**WHAT TO DO**
Report every line of the material below that contains the string "dirt", with case counting.

§

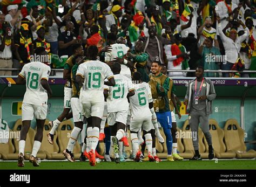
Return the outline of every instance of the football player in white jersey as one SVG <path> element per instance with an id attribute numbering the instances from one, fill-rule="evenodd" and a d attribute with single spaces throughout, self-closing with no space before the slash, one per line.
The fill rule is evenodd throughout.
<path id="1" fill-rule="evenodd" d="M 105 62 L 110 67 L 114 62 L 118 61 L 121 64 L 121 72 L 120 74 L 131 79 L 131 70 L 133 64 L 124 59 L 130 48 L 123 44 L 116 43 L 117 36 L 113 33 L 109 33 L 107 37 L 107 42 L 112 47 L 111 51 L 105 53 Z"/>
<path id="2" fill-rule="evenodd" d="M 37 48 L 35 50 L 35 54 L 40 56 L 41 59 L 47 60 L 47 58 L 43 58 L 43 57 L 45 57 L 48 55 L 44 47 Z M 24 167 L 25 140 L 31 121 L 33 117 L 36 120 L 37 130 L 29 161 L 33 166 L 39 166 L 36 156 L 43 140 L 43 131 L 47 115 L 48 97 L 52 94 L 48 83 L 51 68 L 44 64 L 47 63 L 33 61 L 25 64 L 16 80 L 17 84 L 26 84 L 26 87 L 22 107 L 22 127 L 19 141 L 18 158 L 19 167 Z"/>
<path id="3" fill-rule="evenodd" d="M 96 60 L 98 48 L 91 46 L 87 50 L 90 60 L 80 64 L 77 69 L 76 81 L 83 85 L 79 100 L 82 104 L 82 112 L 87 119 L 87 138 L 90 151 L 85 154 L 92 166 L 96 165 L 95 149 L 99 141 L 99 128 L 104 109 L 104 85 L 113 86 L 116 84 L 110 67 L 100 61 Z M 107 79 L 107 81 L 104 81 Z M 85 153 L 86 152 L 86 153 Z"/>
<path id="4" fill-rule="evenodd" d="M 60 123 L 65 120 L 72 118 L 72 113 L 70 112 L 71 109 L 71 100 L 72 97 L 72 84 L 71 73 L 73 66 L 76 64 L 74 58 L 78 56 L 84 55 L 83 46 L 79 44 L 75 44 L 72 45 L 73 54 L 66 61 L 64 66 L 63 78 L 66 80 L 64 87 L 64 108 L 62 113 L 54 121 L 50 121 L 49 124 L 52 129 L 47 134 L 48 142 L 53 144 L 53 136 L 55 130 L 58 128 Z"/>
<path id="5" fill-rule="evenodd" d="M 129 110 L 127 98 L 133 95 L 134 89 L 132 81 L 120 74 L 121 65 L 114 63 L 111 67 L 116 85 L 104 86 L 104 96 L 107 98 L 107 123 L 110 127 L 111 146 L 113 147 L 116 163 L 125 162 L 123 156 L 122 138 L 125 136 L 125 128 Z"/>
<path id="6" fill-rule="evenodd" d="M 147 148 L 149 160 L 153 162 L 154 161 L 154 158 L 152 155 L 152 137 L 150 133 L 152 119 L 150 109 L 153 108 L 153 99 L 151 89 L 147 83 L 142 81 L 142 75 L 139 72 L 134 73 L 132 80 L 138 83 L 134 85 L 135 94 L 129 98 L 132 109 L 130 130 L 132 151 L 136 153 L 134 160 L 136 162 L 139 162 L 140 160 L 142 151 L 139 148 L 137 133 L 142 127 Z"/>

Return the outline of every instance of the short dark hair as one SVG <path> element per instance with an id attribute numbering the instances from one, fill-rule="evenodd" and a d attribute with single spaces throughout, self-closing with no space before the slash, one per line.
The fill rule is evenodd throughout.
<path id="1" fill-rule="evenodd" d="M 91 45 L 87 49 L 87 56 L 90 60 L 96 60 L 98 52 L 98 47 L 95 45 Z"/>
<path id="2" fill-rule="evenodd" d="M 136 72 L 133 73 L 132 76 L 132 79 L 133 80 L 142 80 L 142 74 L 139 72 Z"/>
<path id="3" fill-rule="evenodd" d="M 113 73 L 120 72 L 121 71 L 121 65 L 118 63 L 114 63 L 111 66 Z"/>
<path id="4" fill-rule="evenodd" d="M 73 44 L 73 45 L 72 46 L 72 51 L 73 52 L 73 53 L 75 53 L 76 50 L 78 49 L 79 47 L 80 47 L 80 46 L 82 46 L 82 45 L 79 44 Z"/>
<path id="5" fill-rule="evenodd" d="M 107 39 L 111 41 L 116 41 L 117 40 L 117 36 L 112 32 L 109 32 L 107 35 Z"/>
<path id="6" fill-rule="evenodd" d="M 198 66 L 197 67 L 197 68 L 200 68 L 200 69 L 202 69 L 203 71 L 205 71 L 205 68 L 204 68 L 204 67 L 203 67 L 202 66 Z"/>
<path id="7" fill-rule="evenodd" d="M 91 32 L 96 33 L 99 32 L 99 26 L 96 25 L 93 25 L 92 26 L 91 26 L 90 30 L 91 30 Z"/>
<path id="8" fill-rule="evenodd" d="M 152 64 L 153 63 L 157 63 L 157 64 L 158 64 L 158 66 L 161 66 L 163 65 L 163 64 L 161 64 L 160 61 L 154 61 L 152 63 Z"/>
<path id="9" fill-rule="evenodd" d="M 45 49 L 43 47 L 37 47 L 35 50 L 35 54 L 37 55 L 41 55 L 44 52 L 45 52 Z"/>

§

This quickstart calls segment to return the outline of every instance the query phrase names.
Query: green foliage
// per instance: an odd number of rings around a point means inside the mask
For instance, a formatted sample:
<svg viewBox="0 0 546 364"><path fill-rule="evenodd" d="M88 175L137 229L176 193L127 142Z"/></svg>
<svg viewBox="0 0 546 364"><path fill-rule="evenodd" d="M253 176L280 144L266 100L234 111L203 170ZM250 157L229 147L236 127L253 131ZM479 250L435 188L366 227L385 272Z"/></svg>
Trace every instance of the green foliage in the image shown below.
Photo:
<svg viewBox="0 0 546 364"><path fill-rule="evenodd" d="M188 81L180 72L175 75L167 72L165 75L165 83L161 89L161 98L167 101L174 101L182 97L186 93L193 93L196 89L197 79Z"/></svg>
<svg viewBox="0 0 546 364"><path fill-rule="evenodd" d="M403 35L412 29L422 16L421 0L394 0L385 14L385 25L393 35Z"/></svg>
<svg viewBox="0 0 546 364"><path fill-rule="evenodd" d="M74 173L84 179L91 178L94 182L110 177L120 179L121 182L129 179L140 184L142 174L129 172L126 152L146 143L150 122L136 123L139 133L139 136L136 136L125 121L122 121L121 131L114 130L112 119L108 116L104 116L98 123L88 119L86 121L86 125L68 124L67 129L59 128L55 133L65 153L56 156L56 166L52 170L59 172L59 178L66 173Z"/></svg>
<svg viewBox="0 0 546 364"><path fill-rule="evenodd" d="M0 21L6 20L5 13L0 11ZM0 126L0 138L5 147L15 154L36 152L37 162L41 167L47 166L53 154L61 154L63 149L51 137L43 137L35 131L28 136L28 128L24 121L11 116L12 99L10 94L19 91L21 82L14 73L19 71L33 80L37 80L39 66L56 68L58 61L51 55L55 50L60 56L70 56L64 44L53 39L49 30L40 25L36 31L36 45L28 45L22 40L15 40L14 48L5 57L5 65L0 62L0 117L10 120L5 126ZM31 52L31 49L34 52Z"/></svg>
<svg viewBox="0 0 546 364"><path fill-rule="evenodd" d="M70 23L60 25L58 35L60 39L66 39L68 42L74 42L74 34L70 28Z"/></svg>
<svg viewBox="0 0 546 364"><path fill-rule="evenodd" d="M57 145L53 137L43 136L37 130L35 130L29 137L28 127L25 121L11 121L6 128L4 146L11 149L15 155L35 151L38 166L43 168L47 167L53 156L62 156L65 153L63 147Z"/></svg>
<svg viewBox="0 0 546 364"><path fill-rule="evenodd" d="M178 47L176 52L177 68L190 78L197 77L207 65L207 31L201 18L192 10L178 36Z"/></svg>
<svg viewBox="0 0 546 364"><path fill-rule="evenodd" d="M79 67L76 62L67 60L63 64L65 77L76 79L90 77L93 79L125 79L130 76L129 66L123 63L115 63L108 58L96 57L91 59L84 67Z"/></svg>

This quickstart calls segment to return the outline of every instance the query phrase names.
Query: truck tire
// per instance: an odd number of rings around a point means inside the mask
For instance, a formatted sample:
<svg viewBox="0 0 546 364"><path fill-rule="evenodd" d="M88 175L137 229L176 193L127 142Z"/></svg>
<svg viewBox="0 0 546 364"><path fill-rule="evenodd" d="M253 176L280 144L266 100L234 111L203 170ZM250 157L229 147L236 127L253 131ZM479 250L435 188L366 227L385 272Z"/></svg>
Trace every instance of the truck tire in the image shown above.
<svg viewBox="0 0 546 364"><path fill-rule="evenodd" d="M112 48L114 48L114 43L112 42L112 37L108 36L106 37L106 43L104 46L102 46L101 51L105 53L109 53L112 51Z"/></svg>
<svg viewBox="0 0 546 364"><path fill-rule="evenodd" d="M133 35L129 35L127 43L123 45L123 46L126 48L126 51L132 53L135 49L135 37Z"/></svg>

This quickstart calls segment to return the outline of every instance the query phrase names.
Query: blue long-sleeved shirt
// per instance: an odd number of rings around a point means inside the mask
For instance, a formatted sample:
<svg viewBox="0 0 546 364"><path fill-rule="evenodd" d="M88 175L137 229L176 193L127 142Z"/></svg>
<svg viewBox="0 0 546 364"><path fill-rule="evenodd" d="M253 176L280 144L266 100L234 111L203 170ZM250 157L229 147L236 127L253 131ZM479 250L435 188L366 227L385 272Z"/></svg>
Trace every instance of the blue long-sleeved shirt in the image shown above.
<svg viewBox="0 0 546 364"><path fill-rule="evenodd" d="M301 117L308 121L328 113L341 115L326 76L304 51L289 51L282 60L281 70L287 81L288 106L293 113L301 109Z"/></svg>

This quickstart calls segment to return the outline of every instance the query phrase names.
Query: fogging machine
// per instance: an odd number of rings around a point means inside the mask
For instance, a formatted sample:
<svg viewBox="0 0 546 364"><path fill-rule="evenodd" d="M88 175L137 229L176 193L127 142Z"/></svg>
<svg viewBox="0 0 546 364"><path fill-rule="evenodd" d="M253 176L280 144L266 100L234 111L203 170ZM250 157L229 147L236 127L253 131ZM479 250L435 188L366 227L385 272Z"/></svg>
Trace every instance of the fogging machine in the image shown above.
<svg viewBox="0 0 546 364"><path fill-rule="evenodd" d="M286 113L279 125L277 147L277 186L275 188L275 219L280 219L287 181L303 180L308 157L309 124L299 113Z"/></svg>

§

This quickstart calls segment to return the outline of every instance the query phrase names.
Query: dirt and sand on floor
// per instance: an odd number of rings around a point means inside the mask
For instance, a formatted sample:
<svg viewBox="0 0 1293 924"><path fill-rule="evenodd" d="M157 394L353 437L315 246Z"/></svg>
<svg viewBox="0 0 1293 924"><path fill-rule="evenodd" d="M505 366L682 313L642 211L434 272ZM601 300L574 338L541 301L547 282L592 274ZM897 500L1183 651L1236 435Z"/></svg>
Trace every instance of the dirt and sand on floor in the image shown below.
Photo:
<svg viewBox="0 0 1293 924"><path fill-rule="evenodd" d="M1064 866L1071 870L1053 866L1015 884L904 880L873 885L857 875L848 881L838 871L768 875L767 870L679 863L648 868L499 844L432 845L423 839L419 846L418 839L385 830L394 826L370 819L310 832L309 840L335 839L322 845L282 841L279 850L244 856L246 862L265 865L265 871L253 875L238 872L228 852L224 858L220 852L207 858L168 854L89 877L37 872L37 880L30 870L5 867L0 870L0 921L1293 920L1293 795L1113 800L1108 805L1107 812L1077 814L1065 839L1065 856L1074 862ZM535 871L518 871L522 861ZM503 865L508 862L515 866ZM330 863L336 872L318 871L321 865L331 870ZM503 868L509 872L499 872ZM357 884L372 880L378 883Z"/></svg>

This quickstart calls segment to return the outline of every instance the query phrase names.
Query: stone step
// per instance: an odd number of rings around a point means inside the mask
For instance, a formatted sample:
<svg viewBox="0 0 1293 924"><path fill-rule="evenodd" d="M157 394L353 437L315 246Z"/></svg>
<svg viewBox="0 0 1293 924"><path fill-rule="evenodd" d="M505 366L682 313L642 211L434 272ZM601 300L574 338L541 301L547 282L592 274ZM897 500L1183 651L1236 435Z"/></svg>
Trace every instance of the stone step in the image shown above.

§

**ANSWER TO THIS PROBLEM**
Query: dirt and sand on floor
Trace every instance of the dirt and sand on floor in the image shown below.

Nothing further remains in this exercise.